Stated task A: Decide whether each statement below agrees with the working papers page that follows: (i) gaps in credit scores by race, class, and hometown appear by age 25; (ii) observed income and wealth explain more than half of the delinquency gaps across groups; (iii) by age 30, 20% of people from high-income families have a 90+ day delinquency on their credit report. Answer yes or no for each, quoting the words of the page that decide it.

Passage to read:
______________________________

Working Papers
“Credit Access in the United States” (with Stefanie DeLuca, Eric A. English, Jamie Fogel, Nathaniel Hendren, and Daniel Herbst) [appendix, data, press, visualization].
We measure differences in US households’ access to credit and explore the mechanisms driving such differences using newly constructed population-level linked credit bureau and Census data. We find large differences in credit scores by race, class, and hometown that emerge by age 25 and persist throughout the life cycle. These gaps are primarily driven by differences in delinquencies that emerge in young adulthood. By age 30, 73% of Black individuals, 62% of those from low-income families, and 65% of those from Appalachia and the South have a 90+ day delinquency on their credit report, in contrast to 36% for White, 20% for high-income families, and 32% for those from the upper Midwest. These delinquencies are correlated with income and wealth, but observed income profiles and wealth account for at most 10–35% of the gaps in delinquencies across groups. In contrast, movers-based estimates of hometown effects imply that childhood exposure accounts for more than 50% of differences in delinquencies across hometowns. Counties that promote repayment also promote upward income mobility, but observed adult income mediates only a small fraction of this relationship: growing up in a place where others are likely to repay improves credit outcomes even for those who do not have higher income in adulthood. We provide suggestive evidence on the mechanisms driving these patterns.
“Household Spatial Effects of Foreclosure Process”

______________________________

(Some rows)
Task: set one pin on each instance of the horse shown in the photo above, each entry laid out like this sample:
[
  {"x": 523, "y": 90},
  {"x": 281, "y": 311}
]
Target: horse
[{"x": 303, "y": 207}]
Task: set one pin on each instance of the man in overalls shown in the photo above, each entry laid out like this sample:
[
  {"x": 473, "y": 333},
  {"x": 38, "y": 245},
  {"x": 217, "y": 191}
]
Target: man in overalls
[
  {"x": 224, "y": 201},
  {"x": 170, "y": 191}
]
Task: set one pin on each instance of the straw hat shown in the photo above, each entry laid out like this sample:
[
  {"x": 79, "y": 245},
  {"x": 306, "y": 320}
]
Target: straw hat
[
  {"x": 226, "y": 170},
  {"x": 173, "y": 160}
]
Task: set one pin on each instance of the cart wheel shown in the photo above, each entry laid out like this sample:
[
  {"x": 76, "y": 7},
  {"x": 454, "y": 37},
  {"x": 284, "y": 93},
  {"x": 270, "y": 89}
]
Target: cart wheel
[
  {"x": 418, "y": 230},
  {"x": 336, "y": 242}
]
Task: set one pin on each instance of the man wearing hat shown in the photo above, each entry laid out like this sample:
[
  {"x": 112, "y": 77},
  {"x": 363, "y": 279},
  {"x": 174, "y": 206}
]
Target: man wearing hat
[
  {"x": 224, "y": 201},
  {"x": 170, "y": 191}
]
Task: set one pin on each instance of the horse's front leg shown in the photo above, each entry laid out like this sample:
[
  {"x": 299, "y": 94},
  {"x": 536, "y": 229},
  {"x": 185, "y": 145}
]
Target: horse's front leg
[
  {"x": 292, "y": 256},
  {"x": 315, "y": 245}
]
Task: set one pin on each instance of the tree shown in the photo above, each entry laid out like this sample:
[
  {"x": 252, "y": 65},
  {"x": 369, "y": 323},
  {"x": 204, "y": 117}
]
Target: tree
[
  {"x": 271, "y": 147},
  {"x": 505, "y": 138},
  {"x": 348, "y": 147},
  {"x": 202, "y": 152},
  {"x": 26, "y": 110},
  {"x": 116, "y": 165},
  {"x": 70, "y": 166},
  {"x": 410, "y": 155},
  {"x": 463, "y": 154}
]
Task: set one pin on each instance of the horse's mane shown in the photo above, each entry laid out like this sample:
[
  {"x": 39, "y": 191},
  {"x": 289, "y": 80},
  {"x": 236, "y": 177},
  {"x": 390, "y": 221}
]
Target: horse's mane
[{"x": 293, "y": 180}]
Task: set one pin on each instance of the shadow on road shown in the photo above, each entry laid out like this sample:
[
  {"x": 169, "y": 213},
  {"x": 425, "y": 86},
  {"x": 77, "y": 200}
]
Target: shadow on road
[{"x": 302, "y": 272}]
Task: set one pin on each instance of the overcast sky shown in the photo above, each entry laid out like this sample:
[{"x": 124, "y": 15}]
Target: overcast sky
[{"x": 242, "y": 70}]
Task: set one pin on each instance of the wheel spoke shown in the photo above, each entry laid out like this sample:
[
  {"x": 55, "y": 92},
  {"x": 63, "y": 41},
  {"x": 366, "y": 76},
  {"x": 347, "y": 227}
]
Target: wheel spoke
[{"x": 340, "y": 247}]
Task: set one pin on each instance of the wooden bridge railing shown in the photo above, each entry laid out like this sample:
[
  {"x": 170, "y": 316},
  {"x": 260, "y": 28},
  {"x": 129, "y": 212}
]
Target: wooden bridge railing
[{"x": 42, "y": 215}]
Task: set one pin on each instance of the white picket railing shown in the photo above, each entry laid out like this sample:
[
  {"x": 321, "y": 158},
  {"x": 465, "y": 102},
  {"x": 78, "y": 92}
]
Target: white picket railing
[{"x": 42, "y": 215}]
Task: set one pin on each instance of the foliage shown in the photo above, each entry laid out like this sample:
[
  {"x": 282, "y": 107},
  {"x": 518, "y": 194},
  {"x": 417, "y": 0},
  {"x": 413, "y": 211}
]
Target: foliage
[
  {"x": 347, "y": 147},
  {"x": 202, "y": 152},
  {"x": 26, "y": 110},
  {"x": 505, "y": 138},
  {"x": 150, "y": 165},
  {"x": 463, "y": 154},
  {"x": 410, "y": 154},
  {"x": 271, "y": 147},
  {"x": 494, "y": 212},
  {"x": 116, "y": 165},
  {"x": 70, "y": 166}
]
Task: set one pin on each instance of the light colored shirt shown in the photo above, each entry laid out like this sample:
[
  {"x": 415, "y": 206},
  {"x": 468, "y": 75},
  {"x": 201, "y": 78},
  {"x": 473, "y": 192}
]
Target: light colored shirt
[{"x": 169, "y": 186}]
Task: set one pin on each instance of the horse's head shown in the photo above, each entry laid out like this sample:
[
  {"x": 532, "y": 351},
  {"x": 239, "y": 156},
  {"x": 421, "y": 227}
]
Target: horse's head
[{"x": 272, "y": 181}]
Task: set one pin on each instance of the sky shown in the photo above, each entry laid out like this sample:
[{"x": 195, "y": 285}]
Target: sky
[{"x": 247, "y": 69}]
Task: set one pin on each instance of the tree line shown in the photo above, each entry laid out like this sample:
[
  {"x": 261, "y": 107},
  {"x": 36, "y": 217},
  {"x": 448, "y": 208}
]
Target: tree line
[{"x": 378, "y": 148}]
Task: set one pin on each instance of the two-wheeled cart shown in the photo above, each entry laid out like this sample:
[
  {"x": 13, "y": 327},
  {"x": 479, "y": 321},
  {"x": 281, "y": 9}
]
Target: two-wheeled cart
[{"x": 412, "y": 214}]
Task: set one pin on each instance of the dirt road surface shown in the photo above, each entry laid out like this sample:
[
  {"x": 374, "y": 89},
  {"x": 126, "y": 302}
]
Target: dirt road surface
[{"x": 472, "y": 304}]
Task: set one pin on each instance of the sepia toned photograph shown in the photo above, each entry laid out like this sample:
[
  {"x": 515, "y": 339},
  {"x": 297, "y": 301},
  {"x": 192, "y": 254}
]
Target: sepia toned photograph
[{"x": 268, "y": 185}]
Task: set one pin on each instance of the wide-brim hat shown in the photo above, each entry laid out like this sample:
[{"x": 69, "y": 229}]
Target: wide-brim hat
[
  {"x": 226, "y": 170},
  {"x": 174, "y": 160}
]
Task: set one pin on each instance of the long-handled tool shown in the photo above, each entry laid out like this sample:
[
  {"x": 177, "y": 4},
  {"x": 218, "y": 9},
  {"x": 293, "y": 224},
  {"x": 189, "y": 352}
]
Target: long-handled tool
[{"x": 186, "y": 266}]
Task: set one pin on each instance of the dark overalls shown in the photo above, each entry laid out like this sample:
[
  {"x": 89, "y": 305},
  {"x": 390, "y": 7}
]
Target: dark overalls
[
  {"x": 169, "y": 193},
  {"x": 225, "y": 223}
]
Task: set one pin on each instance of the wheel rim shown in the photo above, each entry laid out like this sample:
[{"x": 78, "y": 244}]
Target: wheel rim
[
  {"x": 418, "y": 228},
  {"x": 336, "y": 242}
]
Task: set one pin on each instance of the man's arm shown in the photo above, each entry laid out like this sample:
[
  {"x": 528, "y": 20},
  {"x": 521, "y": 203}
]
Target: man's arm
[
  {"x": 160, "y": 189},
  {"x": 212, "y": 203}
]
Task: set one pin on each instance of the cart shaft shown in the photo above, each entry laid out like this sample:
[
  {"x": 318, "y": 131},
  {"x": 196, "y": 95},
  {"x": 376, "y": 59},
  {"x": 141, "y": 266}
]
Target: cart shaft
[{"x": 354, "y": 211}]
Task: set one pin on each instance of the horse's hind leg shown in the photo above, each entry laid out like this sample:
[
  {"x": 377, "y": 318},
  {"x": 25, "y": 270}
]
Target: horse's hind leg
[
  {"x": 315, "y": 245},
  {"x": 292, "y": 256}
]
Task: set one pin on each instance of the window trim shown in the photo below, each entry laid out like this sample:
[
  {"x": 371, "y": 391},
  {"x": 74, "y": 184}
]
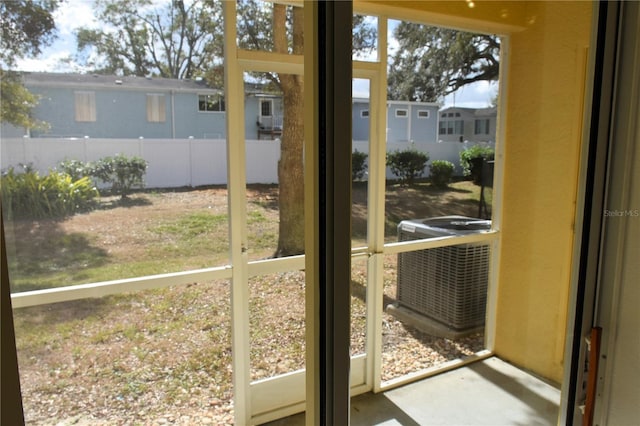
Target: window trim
[
  {"x": 220, "y": 101},
  {"x": 85, "y": 106}
]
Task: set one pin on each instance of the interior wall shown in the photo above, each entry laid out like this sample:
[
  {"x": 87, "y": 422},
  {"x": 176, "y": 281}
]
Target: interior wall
[
  {"x": 619, "y": 297},
  {"x": 544, "y": 110}
]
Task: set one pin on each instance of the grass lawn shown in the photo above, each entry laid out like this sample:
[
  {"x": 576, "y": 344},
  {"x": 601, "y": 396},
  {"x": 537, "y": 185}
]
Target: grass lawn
[{"x": 165, "y": 354}]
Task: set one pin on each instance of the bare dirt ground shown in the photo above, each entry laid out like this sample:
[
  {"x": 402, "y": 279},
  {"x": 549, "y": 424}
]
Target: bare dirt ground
[{"x": 164, "y": 356}]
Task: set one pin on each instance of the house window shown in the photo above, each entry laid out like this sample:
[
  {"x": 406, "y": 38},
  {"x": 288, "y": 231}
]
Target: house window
[
  {"x": 266, "y": 108},
  {"x": 85, "y": 106},
  {"x": 451, "y": 127},
  {"x": 156, "y": 108},
  {"x": 211, "y": 103},
  {"x": 482, "y": 127}
]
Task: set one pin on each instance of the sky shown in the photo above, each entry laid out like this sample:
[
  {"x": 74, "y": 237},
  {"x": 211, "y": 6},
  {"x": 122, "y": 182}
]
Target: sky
[{"x": 75, "y": 13}]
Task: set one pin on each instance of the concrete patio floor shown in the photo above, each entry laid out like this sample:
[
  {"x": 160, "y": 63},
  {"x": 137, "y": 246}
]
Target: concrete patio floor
[{"x": 488, "y": 392}]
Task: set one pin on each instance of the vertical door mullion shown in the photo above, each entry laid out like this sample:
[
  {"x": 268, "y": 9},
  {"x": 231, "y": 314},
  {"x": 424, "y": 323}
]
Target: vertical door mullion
[
  {"x": 236, "y": 173},
  {"x": 375, "y": 224}
]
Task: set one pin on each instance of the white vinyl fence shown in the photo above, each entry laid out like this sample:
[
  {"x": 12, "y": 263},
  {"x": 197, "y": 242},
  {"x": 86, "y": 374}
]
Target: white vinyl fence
[{"x": 183, "y": 162}]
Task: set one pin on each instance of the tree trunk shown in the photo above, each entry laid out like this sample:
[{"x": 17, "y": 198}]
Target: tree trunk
[{"x": 290, "y": 166}]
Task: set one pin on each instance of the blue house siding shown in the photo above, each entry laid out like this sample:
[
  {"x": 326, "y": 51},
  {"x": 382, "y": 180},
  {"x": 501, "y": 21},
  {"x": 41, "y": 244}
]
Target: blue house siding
[
  {"x": 360, "y": 124},
  {"x": 397, "y": 130},
  {"x": 121, "y": 110}
]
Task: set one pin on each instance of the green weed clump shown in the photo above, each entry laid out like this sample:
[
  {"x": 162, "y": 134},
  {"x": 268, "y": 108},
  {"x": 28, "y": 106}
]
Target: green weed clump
[
  {"x": 408, "y": 165},
  {"x": 57, "y": 194},
  {"x": 358, "y": 165},
  {"x": 121, "y": 172},
  {"x": 441, "y": 172},
  {"x": 471, "y": 160}
]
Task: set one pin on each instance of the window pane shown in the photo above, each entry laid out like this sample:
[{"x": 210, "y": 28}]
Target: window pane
[{"x": 156, "y": 108}]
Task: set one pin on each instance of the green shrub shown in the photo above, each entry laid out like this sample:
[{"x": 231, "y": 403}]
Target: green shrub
[
  {"x": 407, "y": 165},
  {"x": 121, "y": 172},
  {"x": 358, "y": 165},
  {"x": 471, "y": 161},
  {"x": 75, "y": 168},
  {"x": 441, "y": 172},
  {"x": 29, "y": 195}
]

______________________________

Stated task B: Pull out every line of the rows above that contains the string "foliage", treating uppercase and lowercase as different.

Response A:
(i) Yes: "We find large differences in credit scores by race, class, and hometown that emerge by age 25 and persist throughout the life cycle."
(ii) No: "observed income profiles and wealth account for at most 10–35% of the gaps in delinquencies across groups"
(iii) Yes: "in contrast to 36% for White, 20% for high-income families, and 32% for those from the upper Midwest"

Response B:
Task: set one pin on each instance of the foliage shown in the photo above, each entry laid out like this sample:
Target: foliage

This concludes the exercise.